> [TEXTAUSZUG]
Marketing für Selbständige: Corporate Identity gestalten

Was heißt Corporate Identity?

Wer heutzutage beruflich erfolgreich sein will, muß neben Fachkenntnissen auch eine überzeugende Persönlichkeit mitbringen. Wie das Sprichwort "Wer gut aussieht, hat es leichter im Leben" gut beschreibt, beurteilen wir Menschen zuerst nach ihrem Äußeren. Hier prägen sinnliche Wahrnehmungen wie Kleidung, Körperpflege, Gestik und Mimik, Stimme und das Gesicht unser erstes Bild der Person. Solche Eindrücke verleiten uns schon sehr früh, eine Person in Schubladen wie "sympathisch" oder "unsympathisch" zu sortieren.

Corporate IdentityNatürlich sind äußerliche Merkmale nicht alles. Da Kooperationen in der Wirtschaft eine wichtige Rolle spielen, sind auch kommunikative Fähigkeiten von großer Bedeutung.

Zudem wird noch das allgemeine Verhalten einer Person als Ausdruck ihres Charakters – und damit ihrer Prinzipien und Werte – gesehen. Erst wenn man diese Perspektiven als "Einheit" betrachtet, kommt man zu einem Gesamteindruck, den wir "Persönlichkeit" nennen können.

Was im zwischenmenschlichen Bereich eine wichtige Rolle spielt, kann auch auf die Wahrnehmung von Unternehmen übertragen werden. Denn auch Unternehmen haben eine äußere Erscheinung, kommunizieren mit ihren Kunden oder legen ein bestimmtes Verhalten an den Tag. Damit wird dem Unternehmen eine "quasi menschliche Persönlichkeit" zugesprochen. Man betrachtet das Unternehmen wie einen personalen Akteur.

> [ZU BEARBEITENDE AUFGABEN]
1. Beantworte zum Text über Corporate Identity diese Fragen:
(a) Welches Sprichwort wird zitiert?
(b) Welche Rolle spielen Kooperationen in der Wirtschaft?
(c) Wie betrachtet man ein Unternehmen am Schluss des Textes?
2. Entnimm dem Text über Corporate Identity wörtlich den Abschnitt, der mit den Worten „Marketing für Selbständige: Corporate“ beginnt und mit „von großer Bedeutung.“ endet.

> [DATENSÄTZE]
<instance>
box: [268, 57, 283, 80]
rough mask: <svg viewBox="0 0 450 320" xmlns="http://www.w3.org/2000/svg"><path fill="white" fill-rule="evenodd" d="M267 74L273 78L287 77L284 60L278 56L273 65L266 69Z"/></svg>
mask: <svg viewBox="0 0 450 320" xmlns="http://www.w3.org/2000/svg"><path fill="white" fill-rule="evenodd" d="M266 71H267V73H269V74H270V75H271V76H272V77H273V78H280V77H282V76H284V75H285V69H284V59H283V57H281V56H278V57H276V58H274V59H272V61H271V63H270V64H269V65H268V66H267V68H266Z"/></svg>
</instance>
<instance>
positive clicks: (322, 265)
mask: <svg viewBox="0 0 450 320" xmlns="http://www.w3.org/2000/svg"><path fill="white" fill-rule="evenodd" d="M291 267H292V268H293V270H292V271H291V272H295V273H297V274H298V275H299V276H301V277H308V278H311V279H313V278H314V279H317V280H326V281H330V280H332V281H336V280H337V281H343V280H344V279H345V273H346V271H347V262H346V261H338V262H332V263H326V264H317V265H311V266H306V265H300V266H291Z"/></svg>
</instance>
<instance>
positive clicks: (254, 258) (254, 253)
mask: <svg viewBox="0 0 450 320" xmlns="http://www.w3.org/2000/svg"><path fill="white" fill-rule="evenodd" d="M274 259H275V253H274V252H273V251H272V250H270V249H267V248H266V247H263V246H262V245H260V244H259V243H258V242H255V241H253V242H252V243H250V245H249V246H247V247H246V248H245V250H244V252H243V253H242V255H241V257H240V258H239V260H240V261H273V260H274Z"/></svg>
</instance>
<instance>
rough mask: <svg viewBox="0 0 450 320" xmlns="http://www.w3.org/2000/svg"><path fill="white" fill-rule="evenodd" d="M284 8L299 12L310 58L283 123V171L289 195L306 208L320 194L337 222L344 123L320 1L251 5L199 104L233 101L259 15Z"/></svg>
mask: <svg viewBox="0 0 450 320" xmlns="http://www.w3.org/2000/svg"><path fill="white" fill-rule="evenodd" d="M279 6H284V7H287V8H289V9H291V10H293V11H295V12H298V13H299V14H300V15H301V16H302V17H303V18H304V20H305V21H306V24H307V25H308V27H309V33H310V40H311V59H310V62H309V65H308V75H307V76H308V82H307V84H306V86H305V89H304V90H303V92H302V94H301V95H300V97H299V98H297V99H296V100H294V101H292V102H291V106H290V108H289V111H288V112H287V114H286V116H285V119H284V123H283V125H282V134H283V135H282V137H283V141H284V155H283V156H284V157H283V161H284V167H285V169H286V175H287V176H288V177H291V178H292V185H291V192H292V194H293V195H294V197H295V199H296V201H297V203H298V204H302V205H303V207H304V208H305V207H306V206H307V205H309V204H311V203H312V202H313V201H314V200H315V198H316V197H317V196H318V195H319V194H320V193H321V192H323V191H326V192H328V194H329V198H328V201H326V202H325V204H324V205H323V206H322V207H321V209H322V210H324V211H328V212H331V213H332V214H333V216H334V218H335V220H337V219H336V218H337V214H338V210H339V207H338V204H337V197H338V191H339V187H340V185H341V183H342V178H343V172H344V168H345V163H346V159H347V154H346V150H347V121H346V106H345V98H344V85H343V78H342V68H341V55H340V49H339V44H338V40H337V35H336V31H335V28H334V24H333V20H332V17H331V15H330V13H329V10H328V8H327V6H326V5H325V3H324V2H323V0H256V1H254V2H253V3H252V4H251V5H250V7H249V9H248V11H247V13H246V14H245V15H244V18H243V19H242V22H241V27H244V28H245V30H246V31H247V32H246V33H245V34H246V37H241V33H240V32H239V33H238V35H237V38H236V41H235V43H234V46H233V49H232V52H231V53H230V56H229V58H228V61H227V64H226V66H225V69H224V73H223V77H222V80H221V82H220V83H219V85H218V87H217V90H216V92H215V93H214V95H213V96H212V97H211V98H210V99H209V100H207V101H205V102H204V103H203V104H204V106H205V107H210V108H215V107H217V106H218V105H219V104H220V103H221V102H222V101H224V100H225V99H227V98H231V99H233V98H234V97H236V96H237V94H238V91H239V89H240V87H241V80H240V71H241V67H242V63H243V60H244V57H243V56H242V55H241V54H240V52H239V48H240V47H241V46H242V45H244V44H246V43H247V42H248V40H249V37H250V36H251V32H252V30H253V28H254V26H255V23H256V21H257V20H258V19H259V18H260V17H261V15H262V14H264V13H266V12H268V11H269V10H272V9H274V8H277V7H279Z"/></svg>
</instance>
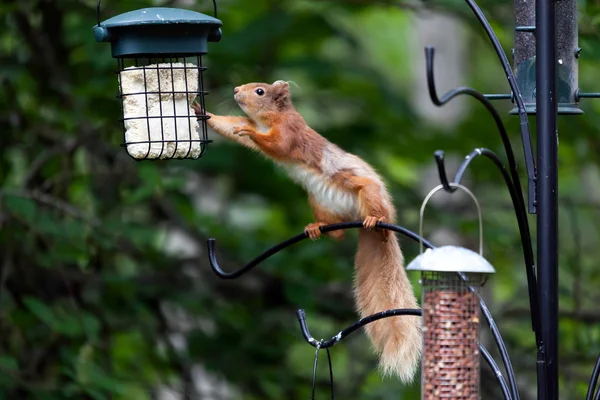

> [LÖSUNGEN DER ÜBUNG]
1.
(a) „Wer gut aussieht, hat es leichter im Leben“
(b) Sie spielen eine wichtige Rolle.
(c) Man betrachtet es wie einen personalen Akteur.

2.
Marketing für Selbständige: Corporate Identity gestalten

Was heißt Corporate Identity?

Wer heutzutage beruflich erfolgreich sein will, muß neben Fachkenntnissen auch eine überzeugende Persönlichkeit mitbringen. Wie das Sprichwort "Wer gut aussieht, hat es leichter im Leben" gut beschreibt, beurteilen wir Menschen zuerst nach ihrem Äußeren. Hier prägen sinnliche Wahrnehmungen wie Kleidung, Körperpflege, Gestik und Mimik, Stimme und das Gesicht unser erstes Bild der Person. Solche Eindrücke verleiten uns schon sehr früh, eine Person in Schubladen wie "sympathisch" oder "unsympathisch" zu sortieren.

Corporate IdentityNatürlich sind äußerliche Merkmale nicht alles. Da Kooperationen in der Wirtschaft eine wichtige Rolle spielen, sind auch kommunikative Fähigkeiten von großer Bedeutung.